## GIVEN PASSAGE
--- begin ---
Christian Schools Australia not happy with Scott Morrison

Christian Schools Australia not happy with Scott Morrison

Christians across the country have reacted with fury over the drama surrounding the government’s barely breathing religious bill.

Christians across the country have reacted with fury over the drama surrounding the government’s barely breathing religious bill, claiming they are also facing discrimination.

The Australian Christian Lobby (CSL) and Christian Schools Australia (CSA) are among the high profile names to trash the PM and the federal government, with the Director of Public Policy for CSA particularly unhappy on Sky News.

Meanwhile Family Voice questioned the Prime Minister “why the hostile attacks?” and Liberal MP Jason Falinski claimed Australians of belief “remain unprotected under the law”.

The Morrison government shelved its controversial religious freedom laws after a high adrenaline day which saw the bill, with amendments, pass the House of Representatives in the early hours of Thursday morning.

Those amendments mean protections for gay and transgender children from discrimination by religious schools.

The move shocked many conservatives, with the Australian Christians calling it “simply unacceptable”.

As the furore grew on Thursday afternoon, the government shelved the bill, apparently because it doesn’t give the Senate enough time to debate it before the election.

As it stands, the religious discrimination bill is technically still breathing, but the likelihood of it being passed is incredibly slim.

Overnight Liberal Senator Amanda Stoker told Sky News host Peta Credlin the bill in the end was not “workable”.

“With the amendments that were passed in the wee hours of this morning, we were left as a government with no option but to pull the entire package because the changes that were made would’ve actually exposed religious people to more discrimination.”

Later, Director of Public Policy for CSA Mark Spencer appeared on Sky News and said if the changes went ahead the whole process would be in tatters.

“We’ve had expert panel reviews, we’ve got a law reform commission ready to do some work, we’ve had two parliamentary inquiries say, ‘pass the religious discrimination bill’, and despite all that expert advice, parliament still in the wee small hours of this morning, trashed that and put in place a package that is unacceptable and has these problems,” he told Kieran Gilbert.

“I think people of faith across Australia are bitterly disappointed by the outcome from this parliament, this whole conflicted campaign we’ve had since 2018 of trying to link religious freedom and protect people of faith with complex provisions in the Sex Discrimination Act in a way that just simply doesn’t reflect reality.

“The changes to the Sex Discrimination Act are complex, and as we’ve found out today, it needs expert review, not something to be rushed through in the dead of night by parliament.”
--- end ---
## LISTED ENTRIES
--- begin ---
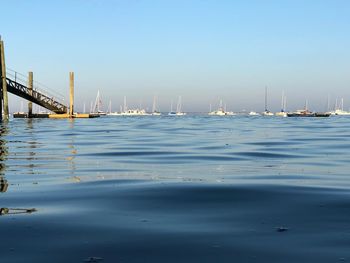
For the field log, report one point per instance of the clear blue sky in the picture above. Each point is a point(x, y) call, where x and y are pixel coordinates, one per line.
point(203, 50)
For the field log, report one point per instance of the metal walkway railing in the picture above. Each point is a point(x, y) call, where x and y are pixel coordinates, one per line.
point(17, 86)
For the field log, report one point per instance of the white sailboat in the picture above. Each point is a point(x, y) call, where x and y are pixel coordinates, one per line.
point(178, 111)
point(155, 110)
point(221, 111)
point(266, 112)
point(283, 112)
point(132, 112)
point(97, 109)
point(339, 109)
point(109, 112)
point(253, 113)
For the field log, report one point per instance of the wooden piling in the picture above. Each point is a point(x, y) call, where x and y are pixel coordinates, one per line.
point(71, 94)
point(30, 89)
point(3, 81)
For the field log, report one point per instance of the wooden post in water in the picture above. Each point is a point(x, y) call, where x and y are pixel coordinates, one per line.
point(0, 83)
point(30, 88)
point(3, 81)
point(71, 94)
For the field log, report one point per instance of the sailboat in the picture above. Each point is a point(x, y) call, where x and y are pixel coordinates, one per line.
point(98, 105)
point(132, 112)
point(221, 111)
point(155, 111)
point(266, 112)
point(339, 110)
point(283, 112)
point(178, 111)
point(109, 112)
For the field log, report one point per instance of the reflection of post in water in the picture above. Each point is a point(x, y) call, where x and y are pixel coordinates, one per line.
point(3, 185)
point(3, 147)
point(15, 211)
point(3, 181)
point(72, 148)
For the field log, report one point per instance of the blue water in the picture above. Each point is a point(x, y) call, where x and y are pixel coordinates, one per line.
point(176, 189)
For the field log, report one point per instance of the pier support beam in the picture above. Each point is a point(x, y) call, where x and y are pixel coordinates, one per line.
point(30, 89)
point(3, 82)
point(71, 94)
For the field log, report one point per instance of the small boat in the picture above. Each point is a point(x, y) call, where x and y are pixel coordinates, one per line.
point(266, 112)
point(283, 112)
point(253, 113)
point(178, 111)
point(98, 105)
point(322, 114)
point(132, 112)
point(155, 110)
point(221, 111)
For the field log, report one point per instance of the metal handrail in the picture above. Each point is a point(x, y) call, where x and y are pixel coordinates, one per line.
point(21, 78)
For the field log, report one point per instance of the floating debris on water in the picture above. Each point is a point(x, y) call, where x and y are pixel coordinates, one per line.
point(14, 211)
point(93, 259)
point(282, 229)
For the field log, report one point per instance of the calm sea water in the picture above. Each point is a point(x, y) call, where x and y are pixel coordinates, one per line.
point(176, 189)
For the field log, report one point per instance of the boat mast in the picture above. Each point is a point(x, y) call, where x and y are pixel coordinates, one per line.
point(125, 107)
point(110, 106)
point(178, 107)
point(154, 104)
point(266, 98)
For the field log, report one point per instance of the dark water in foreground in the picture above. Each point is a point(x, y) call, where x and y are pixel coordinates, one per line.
point(176, 189)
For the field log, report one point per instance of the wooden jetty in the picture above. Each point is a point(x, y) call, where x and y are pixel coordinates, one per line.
point(28, 92)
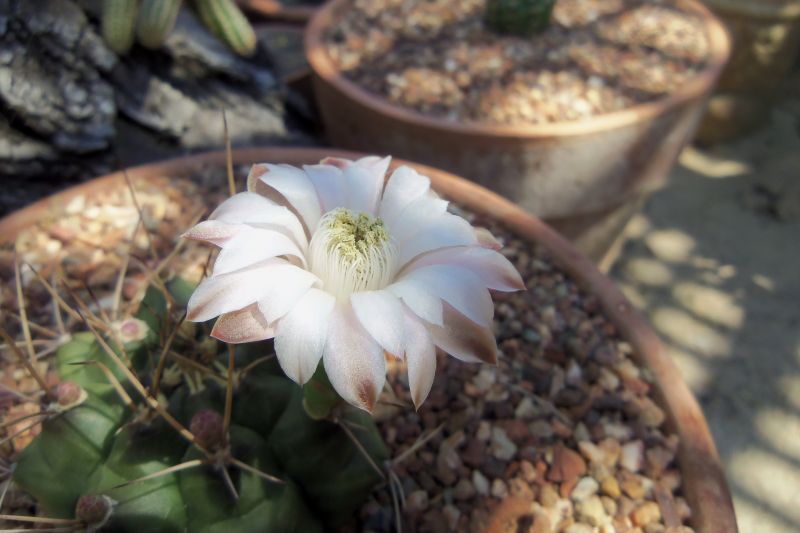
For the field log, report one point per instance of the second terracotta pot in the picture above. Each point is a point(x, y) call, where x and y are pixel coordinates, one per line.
point(585, 178)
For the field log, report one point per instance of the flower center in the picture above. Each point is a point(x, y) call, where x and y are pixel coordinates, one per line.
point(352, 252)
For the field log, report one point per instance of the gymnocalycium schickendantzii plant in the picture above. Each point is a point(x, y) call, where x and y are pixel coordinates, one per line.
point(323, 273)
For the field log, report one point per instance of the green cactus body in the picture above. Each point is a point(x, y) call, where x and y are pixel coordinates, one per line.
point(118, 21)
point(226, 21)
point(156, 20)
point(101, 445)
point(518, 17)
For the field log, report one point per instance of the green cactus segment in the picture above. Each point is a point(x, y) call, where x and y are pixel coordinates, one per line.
point(57, 466)
point(118, 21)
point(153, 505)
point(318, 454)
point(518, 17)
point(98, 446)
point(156, 20)
point(226, 21)
point(262, 505)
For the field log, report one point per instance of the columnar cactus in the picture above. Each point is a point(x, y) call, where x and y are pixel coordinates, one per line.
point(153, 20)
point(518, 17)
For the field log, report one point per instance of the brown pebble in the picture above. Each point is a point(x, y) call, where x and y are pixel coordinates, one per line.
point(647, 513)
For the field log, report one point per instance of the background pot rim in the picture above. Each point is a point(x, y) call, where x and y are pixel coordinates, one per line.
point(324, 68)
point(704, 483)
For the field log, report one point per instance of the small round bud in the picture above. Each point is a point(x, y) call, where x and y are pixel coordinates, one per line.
point(94, 509)
point(68, 393)
point(131, 330)
point(207, 427)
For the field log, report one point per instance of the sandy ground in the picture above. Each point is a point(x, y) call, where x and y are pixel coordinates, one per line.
point(714, 261)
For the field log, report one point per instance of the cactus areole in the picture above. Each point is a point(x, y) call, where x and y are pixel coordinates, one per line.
point(518, 17)
point(332, 268)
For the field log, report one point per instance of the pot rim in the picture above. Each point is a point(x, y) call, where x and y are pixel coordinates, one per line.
point(704, 482)
point(324, 68)
point(781, 10)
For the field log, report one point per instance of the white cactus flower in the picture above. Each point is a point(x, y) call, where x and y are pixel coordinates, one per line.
point(338, 264)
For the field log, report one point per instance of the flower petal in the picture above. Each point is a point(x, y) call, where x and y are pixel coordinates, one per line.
point(494, 270)
point(300, 335)
point(419, 299)
point(244, 325)
point(353, 360)
point(404, 186)
point(464, 339)
point(381, 314)
point(486, 239)
point(364, 188)
point(457, 286)
point(330, 184)
point(275, 281)
point(213, 232)
point(420, 357)
point(445, 230)
point(415, 217)
point(255, 210)
point(294, 185)
point(253, 245)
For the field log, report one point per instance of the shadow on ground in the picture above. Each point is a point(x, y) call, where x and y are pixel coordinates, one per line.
point(714, 260)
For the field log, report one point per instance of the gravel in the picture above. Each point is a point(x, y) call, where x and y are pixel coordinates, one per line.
point(598, 56)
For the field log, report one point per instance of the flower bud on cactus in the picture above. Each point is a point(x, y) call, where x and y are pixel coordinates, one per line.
point(94, 510)
point(68, 393)
point(207, 427)
point(518, 17)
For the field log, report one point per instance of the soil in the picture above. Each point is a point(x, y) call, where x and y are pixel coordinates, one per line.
point(565, 424)
point(597, 56)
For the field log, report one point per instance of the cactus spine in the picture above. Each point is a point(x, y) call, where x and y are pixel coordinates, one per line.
point(156, 20)
point(226, 21)
point(518, 17)
point(119, 18)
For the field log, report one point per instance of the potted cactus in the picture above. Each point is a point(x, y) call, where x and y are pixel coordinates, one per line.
point(172, 401)
point(575, 110)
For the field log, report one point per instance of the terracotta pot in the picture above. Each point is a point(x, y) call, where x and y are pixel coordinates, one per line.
point(766, 42)
point(704, 483)
point(575, 175)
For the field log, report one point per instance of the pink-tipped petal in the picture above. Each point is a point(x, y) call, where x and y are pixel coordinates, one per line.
point(300, 335)
point(244, 325)
point(330, 184)
point(446, 230)
point(213, 232)
point(274, 279)
point(255, 210)
point(295, 186)
point(353, 360)
point(404, 186)
point(338, 162)
point(420, 358)
point(381, 314)
point(494, 270)
point(254, 245)
point(464, 339)
point(457, 286)
point(487, 240)
point(419, 299)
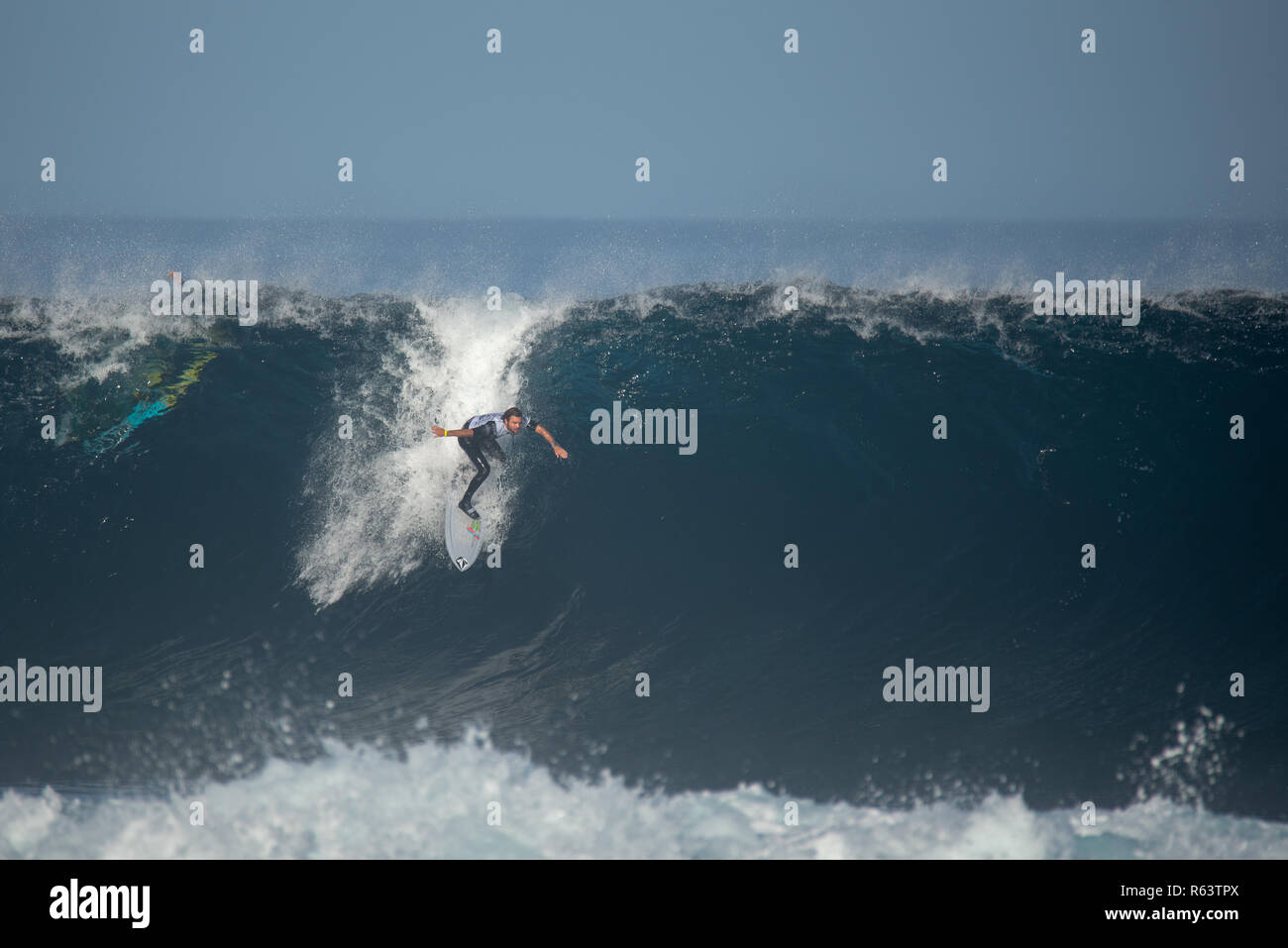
--- end ---
## GOAL A
For each statement below, say whether it agrees with the article on the religious discrimination bill, answering yes or no and quoting the words from the article that decide it.
(i) The amended bill passed the House of Representatives in the early hours of Thursday morning.
(ii) Amanda Stoker told Peta Credlin that the bill in the end was workable.
(iii) Mark Spencer made his remarks to Kieran Gilbert.
## GOAL B
Continue the article on the religious discrimination bill from the end of its final paragraph.

## WRITTEN RESPONSE A
(i) Yes: "pass the House of Representatives in the early hours of Thursday morning"
(ii) No: "told Sky News host Peta Credlin the bill in the end was not “workable”"
(iii) Yes: "he told Kieran Gilbert."

## WRITTEN RESPONSE B
“This is complex legislation, simply striking out that subsection impacts the ability of any faith based school to teach a view of sexuality and gender and marriage and morality that reflects their beliefs.

“Now these are pretty fundamental beliefs for all of the monotheistic faiths, Christian schools, Catholic schools, Jewish schools, Muslim schools all have views around appropriate sexual conduct, be that heterosexual or homosexual.

“Those views under the proposed amendment would be very doubtful whether we could continue to teach those within our schools.”

Mr Spencer said his schools treat gay and transgender kids “in the same way we’ve been dealing with them for many years”.

“They will deal with it in a very sensitive, very caring, very pastoral way on a case-by-case basis with the student in question and with the family, reflecting the needs of the other students in that cohort, reflecting the context of their school community and how that is going to be worked out in a way that is in the best interests for that child within the school context.”

Mr Spencer said the religious discrimination bill is “clearly needed”.

“A significant number of people of faith in Australia are suffering discrimination.”

Mr Spencer said he supported the review of exemptions to the Sex Discrimination Act but through an “appropriate” body like the Law Reform Commission.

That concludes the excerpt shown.